● **EXERCISE INSTRUCTIONS**:
a: Copy word for word the part of the text about Megan Absten below that opens with "Many professional athletes" and closes with "a healthy body.".
b: Keep writing the text about Megan Absten below, picking up right after its last sentence.

● **STUDY TEXT**:
------------------------------------------------------------------------
Megan Absten was only 14 years old when her life changed forever. She lost her arm in accident. She was active in athletics and wrestling.

Many professional athletes entertain us with their strength and competitive spirit. Then, there are those who inspire us with their ability to overcome adversity. How do they manage to do it? By picking up the broken pieces and realigning them with their goals. Self-direction and desire to rebuild their lives remain the single most powerful source of personal energy. Energy enough to shift whole lives. From individual passion comes the will to persevere, to endure discomfort and even pain. Desire is sometimes more important than even talent or a healthy body.

Megan Absten was only 14 years old when her life changed forever. She lost her arm in an ATV accident. Even after 40 hours of surgery, the road to saving her arms from amputation seemed difficult. Ten days after the accident, it was a question of saving her life or her arm, and Megan's left arm was amputated. A teenager’s world just collapsed. Life is unpredictable. The worst, or what feels like the worst, can happen to the best of us.

Megan was active in athletics and wrestling before her accident. Without succumbing to the reality, she decided to pursue her love for sports and began running again. “I felt being different is like the worst thing a person could be, but I accepted what had happened to me and didn’t want something like losing my arm to get in the way of what I had planned for my life ahead. I found role models in the Paralympics athletes and seeing their success got me through my grief. Athletics gave me back my confidence. My coach told me that we were just going to feel it out and see if this was something I wanted to pursue,” she says.
------------------------------------------------------------------------
● **RECORD EXTRACTS**:
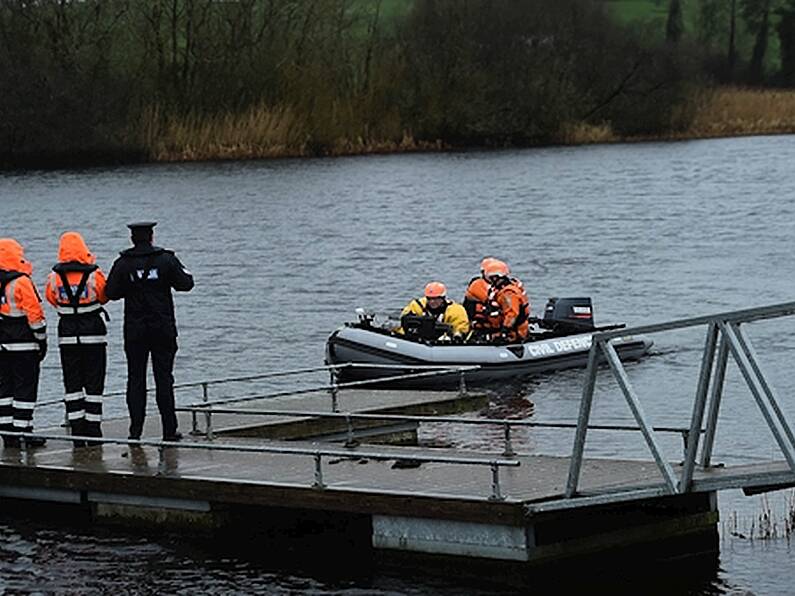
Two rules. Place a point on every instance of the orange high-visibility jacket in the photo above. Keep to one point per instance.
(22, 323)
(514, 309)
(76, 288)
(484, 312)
------------------------------------------------------------------------
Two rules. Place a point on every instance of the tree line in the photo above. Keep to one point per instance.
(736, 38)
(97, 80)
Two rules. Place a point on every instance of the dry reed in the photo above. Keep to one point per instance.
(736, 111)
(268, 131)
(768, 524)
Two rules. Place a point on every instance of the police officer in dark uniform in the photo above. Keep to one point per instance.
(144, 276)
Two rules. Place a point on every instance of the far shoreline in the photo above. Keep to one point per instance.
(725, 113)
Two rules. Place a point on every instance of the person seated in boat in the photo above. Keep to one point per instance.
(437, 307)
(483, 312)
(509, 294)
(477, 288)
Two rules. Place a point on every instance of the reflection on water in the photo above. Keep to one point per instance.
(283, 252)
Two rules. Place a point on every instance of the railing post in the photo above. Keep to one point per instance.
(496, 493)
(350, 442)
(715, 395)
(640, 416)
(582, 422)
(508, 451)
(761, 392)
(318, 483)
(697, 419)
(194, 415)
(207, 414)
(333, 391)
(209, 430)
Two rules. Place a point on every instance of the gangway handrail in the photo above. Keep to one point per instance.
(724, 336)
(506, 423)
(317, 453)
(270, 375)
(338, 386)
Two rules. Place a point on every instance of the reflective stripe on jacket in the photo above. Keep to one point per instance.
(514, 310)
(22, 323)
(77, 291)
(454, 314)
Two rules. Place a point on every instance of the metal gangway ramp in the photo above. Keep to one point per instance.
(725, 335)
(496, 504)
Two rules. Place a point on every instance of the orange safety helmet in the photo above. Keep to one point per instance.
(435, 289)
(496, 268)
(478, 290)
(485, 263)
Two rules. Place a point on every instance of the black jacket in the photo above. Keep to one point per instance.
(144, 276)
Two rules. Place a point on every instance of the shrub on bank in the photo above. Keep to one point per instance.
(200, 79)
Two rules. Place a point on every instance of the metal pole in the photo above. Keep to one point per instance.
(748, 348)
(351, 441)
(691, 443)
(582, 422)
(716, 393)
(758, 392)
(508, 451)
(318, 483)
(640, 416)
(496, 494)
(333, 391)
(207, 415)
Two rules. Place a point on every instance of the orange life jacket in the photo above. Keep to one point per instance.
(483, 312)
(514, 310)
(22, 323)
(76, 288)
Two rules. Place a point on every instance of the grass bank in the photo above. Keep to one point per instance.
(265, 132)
------------------------------------------------------------------------
● **OUTPUTS IN ORDER**:
a:
Many professional athletes entertain us with their strength and competitive spirit. Then, there are those who inspire us with their ability to overcome adversity. How do they manage to do it? By picking up the broken pieces and realigning them with their goals. Self-direction and desire to rebuild their lives remain the single most powerful source of personal energy. Energy enough to shift whole lives. From individual passion comes the will to persevere, to endure discomfort and even pain. Desire is sometimes more important than even talent or a healthy body.

b:
Megan participated in the national Paralympics and having won a silver medal in the 100 m and 200 m, she qualified to represent the US in the Paralympic Games. Everyone encounters some hardship in their lives, but when someone with a disability is able to overcome all odds to not only survive, but to find mega success, that is an amazing thing to behold. When something difficult occurs, something else becomes possible. All of 23 years, Megan is now giving back by talking to kids with disabilities about self-acceptance. “I often forget I have one arm, even when I’m struggling with something. But I’m the one who has to live in this body. If I’m confident of the way I look and what I can do with what I have, then that's all that really matters,” she says. Megan has shown people who have all their arms, legs, hands and feet, yet sometimes become discouraged because their goals seem too difficult, that it is not your body that matters, but your heart and mind. This is the magic spell that any of us can cast, with a good dose of courage, two pinches of stubbornness, and plenty of big smiles. Shed the old you, and welcome the new you. That was then and this is now. As Mizuta Masahide, a Japanese poet and samurai said — My barn having burned down, I can now see the moon.